Stated task: Emit a verbatim copy of the lines running from the line with "[mark] the curb" through the end of the material below.

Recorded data
________________
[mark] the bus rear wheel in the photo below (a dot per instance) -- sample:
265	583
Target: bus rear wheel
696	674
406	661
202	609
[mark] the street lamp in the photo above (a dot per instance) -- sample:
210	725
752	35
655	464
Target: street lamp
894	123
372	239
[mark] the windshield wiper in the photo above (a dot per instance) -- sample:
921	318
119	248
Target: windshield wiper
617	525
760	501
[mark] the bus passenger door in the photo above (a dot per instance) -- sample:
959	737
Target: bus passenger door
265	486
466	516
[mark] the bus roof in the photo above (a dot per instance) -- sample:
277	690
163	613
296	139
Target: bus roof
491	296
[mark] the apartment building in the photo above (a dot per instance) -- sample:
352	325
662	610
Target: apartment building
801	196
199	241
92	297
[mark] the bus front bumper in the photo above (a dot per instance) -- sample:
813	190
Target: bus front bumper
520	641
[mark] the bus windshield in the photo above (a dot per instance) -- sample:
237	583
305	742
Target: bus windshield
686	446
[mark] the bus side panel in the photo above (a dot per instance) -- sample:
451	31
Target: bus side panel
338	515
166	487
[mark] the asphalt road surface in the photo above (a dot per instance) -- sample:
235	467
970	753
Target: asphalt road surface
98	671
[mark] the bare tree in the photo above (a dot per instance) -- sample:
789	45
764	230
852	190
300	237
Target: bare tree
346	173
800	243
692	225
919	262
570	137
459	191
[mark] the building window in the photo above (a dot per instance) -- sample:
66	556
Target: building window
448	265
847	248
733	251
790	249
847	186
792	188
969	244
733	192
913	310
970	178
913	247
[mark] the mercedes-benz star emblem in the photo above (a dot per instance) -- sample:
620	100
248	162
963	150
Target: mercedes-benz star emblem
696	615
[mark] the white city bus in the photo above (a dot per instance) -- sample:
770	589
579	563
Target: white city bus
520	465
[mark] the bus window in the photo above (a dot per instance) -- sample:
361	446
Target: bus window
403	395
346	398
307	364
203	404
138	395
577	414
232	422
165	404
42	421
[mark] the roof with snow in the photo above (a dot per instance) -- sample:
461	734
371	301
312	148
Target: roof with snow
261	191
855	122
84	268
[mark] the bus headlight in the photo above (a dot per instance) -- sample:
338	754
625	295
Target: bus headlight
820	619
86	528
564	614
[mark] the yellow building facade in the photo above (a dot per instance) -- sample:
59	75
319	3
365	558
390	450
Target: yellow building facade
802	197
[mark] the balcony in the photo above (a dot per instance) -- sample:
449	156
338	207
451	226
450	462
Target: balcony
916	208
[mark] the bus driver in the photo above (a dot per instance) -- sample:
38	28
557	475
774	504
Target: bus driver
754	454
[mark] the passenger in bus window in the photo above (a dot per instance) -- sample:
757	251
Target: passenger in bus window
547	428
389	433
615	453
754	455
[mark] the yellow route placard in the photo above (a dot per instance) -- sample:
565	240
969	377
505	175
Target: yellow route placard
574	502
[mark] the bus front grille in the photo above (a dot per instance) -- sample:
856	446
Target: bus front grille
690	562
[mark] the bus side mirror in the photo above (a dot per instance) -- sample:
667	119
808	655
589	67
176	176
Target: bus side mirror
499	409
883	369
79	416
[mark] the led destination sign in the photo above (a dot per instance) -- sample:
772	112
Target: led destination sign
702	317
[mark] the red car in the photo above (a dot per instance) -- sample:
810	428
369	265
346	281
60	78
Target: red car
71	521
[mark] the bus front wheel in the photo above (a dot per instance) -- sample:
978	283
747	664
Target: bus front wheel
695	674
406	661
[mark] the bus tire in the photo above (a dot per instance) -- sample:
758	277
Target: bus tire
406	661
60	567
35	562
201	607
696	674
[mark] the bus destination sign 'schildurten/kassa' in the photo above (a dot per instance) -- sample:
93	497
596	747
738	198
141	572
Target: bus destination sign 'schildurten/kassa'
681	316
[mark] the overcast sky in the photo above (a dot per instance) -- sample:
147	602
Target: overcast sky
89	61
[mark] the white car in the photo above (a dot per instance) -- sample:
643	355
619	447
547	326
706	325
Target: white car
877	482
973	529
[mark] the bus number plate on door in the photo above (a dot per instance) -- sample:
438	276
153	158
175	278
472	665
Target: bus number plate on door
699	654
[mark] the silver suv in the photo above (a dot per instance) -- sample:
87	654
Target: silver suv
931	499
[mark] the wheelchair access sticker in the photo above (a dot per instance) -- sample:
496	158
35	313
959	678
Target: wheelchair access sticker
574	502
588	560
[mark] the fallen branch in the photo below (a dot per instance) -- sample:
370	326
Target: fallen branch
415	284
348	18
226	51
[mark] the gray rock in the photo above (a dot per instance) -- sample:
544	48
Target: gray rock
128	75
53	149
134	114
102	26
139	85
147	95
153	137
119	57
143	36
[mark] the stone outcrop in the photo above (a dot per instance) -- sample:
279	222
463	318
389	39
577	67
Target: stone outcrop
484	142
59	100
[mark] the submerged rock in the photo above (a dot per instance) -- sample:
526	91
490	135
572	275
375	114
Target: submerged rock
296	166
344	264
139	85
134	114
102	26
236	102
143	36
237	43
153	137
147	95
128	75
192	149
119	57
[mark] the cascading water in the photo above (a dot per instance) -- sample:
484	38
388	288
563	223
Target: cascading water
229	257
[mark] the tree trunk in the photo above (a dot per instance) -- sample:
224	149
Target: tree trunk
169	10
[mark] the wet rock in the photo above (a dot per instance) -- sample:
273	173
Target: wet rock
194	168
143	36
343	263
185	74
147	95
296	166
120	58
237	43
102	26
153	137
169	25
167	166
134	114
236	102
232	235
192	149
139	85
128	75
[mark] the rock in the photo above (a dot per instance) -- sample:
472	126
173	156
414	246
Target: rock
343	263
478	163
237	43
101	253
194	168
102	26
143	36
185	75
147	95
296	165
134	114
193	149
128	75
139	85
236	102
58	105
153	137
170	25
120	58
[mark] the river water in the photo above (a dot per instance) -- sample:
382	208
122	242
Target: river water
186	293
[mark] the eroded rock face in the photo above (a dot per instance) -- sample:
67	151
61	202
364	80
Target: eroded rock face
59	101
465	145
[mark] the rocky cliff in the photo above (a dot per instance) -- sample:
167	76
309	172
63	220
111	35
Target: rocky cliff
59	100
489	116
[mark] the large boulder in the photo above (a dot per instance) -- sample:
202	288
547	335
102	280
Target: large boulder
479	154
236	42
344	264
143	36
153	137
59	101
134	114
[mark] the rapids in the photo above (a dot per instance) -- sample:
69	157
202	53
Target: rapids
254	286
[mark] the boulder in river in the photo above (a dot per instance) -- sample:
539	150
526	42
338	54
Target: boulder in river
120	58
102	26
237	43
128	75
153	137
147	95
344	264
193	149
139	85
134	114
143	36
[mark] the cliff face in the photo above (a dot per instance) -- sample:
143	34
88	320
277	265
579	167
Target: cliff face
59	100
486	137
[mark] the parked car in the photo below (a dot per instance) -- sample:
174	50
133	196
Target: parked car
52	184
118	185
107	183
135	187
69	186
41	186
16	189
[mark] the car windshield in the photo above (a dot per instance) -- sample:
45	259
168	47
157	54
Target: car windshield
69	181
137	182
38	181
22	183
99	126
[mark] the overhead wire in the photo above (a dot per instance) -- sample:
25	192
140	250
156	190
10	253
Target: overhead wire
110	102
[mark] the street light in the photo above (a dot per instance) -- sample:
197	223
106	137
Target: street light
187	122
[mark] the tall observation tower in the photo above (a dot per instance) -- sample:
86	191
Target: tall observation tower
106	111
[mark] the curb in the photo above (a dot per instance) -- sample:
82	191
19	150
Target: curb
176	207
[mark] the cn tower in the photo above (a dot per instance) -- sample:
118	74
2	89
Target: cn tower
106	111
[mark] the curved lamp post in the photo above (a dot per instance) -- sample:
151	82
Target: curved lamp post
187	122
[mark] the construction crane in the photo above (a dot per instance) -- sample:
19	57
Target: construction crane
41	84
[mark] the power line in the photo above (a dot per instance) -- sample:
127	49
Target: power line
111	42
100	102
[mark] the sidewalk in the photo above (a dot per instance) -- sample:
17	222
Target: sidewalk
________________
Task solution:
[mark] the curb in the photo above (a dot per instance) -- sample:
82	191
19	150
Target: curb
176	207
[mark] the cn tower in the photo above (a dot per instance) -- sample:
118	74
2	89
Target: cn tower
106	111
[mark] the curved lamp post in the photo above (a dot per instance) -- sample:
151	82
Target: curved lamp post
187	122
[mark] the construction crane in the photo above (a dot per instance) -- sample:
19	57
Target: construction crane
41	84
[mark] the power line in the photo above (a dot per instance) -- sample:
127	49
Target: power line
111	42
100	102
[mark] the sidewalk in the photo above (a dot per instance) -- sample:
17	222
Target: sidewalk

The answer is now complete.